Problem
What you return must match the records exactly.
• • • • • • •
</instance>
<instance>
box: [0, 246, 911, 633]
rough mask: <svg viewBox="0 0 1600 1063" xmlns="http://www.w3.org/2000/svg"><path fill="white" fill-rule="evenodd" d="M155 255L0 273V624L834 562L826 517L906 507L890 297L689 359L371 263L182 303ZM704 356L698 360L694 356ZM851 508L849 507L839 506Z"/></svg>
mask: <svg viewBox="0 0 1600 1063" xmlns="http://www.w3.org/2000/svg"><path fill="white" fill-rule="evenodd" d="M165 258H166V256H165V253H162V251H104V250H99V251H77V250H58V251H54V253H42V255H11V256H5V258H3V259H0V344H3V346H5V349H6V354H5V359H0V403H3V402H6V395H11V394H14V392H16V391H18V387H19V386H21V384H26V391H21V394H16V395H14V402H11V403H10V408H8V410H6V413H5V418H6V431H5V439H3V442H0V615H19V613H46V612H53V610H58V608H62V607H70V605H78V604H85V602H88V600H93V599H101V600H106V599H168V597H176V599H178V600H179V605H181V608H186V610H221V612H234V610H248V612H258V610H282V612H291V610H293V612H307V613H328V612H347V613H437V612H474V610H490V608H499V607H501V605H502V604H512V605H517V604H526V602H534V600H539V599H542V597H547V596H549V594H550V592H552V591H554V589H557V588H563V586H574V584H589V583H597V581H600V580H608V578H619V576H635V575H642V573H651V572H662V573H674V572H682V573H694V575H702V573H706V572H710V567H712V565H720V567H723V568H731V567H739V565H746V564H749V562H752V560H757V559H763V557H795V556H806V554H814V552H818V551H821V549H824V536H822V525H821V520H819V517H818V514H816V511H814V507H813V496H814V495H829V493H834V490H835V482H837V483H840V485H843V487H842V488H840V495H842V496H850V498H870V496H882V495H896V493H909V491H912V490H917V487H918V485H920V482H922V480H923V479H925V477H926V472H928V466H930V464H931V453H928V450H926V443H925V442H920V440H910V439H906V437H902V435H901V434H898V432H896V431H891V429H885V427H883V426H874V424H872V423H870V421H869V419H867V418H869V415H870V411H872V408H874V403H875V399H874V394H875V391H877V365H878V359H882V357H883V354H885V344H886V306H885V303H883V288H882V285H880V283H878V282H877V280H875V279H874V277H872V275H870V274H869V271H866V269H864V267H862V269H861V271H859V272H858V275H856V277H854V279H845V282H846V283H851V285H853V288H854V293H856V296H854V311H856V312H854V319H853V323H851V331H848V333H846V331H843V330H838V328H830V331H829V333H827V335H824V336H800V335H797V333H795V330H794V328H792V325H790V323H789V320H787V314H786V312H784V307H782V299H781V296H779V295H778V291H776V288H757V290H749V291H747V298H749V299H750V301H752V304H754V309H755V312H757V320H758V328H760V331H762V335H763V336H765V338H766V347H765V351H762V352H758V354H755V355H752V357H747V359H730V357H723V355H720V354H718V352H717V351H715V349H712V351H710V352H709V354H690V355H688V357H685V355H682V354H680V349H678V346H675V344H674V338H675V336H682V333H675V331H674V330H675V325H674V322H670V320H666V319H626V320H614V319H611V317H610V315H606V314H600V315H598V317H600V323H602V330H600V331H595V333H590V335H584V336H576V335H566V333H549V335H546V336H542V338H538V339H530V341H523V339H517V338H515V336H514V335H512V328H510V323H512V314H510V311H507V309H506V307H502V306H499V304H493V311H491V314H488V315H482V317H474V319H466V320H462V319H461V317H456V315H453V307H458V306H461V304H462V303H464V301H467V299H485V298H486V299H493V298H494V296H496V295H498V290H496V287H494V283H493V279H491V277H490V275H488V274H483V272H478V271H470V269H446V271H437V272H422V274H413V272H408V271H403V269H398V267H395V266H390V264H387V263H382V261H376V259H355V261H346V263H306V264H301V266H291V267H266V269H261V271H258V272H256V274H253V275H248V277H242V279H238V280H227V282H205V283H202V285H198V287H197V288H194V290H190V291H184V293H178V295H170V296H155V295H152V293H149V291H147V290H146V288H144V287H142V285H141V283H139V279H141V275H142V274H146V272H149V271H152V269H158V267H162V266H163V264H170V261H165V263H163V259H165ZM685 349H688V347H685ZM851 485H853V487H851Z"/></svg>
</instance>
• • • • • • •
Completed task
</instance>
<instance>
box: [0, 246, 911, 633]
rough mask: <svg viewBox="0 0 1600 1063" xmlns="http://www.w3.org/2000/svg"><path fill="white" fill-rule="evenodd" d="M155 255L0 273V624L834 562L826 517L906 507L890 297L689 359L371 263L182 303ZM704 356L698 360L694 356ZM851 508L849 507L839 506Z"/></svg>
mask: <svg viewBox="0 0 1600 1063" xmlns="http://www.w3.org/2000/svg"><path fill="white" fill-rule="evenodd" d="M165 258H166V256H165V253H162V251H104V250H99V251H77V250H58V251H54V253H42V255H11V256H5V258H3V259H0V344H3V346H5V349H6V354H5V359H0V403H3V402H6V395H11V394H14V392H16V391H18V387H19V386H21V384H26V391H21V394H16V395H14V402H11V403H10V408H8V410H6V413H5V418H6V431H5V439H3V442H0V615H19V613H46V612H53V610H58V608H62V607H70V605H78V604H85V602H88V600H93V599H101V600H106V599H168V597H176V599H178V600H179V605H181V608H186V610H221V612H234V610H248V612H258V610H282V612H291V610H293V612H307V613H328V612H347V613H437V612H474V610H490V608H499V607H501V605H502V604H512V605H517V604H526V602H534V600H539V599H542V597H547V596H549V594H550V592H552V591H554V589H557V588H563V586H574V584H589V583H597V581H600V580H608V578H619V576H635V575H642V573H651V572H662V573H674V572H682V573H694V575H702V573H706V572H710V567H712V565H720V567H723V568H731V567H739V565H746V564H749V562H752V560H757V559H763V557H795V556H806V554H814V552H818V551H821V549H824V536H822V525H821V520H819V517H818V514H816V511H814V507H813V496H814V495H829V493H834V490H835V482H837V483H840V485H843V487H842V488H840V495H842V496H850V498H870V496H882V495H896V493H909V491H912V490H917V487H918V485H920V482H922V480H923V479H925V477H926V472H928V466H930V464H931V453H928V450H926V443H925V442H920V440H910V439H906V437H902V435H901V434H898V432H896V431H891V429H885V427H883V426H874V424H872V423H870V421H869V419H867V418H869V415H870V411H872V408H874V403H875V399H874V394H875V391H877V365H878V359H882V357H883V354H885V344H886V306H885V303H883V288H882V285H880V283H878V282H877V280H875V279H874V277H872V275H870V274H869V271H866V269H864V267H862V269H861V271H859V272H858V275H856V277H854V279H845V282H846V283H851V285H853V288H854V293H856V296H854V311H856V312H854V319H853V323H851V331H848V333H846V331H843V330H838V328H830V331H829V333H827V335H824V336H800V335H797V333H795V330H794V328H792V325H790V323H789V320H787V314H786V312H784V307H782V299H781V296H779V295H778V291H776V288H757V290H749V291H747V298H749V299H750V301H752V304H754V309H755V312H757V320H758V328H760V331H762V335H763V336H765V338H766V347H765V351H762V352H758V354H755V355H752V357H747V359H730V357H723V355H720V354H718V352H717V351H715V349H712V351H710V352H709V354H690V355H688V357H685V355H682V354H680V349H678V346H675V344H674V338H675V336H682V333H675V331H674V330H675V325H674V322H670V320H666V319H626V320H614V319H611V317H610V315H606V314H600V315H598V317H600V323H602V330H600V331H595V333H590V335H584V336H576V335H566V333H549V335H546V336H542V338H538V339H530V341H523V339H517V338H515V336H514V335H512V328H510V323H512V314H510V311H507V309H506V307H502V306H499V304H493V311H491V314H488V315H482V317H474V319H466V320H462V319H461V317H456V315H453V307H458V306H461V304H462V303H464V301H467V299H485V298H486V299H493V298H494V296H496V295H498V290H496V287H494V283H493V279H491V277H490V275H488V274H483V272H478V271H470V269H446V271H437V272H422V274H413V272H408V271H403V269H398V267H395V266H390V264H387V263H382V261H376V259H355V261H346V263H306V264H301V266H291V267H266V269H261V271H258V272H256V274H253V275H248V277H242V279H238V280H227V282H205V283H202V285H198V287H197V288H194V290H190V291H184V293H178V295H170V296H155V295H152V293H149V291H147V290H146V288H144V287H142V285H141V283H139V279H141V275H142V274H146V272H149V271H152V269H158V267H162V266H163V264H170V261H165V263H163V259H165ZM685 349H688V347H685ZM851 485H853V487H851Z"/></svg>
</instance>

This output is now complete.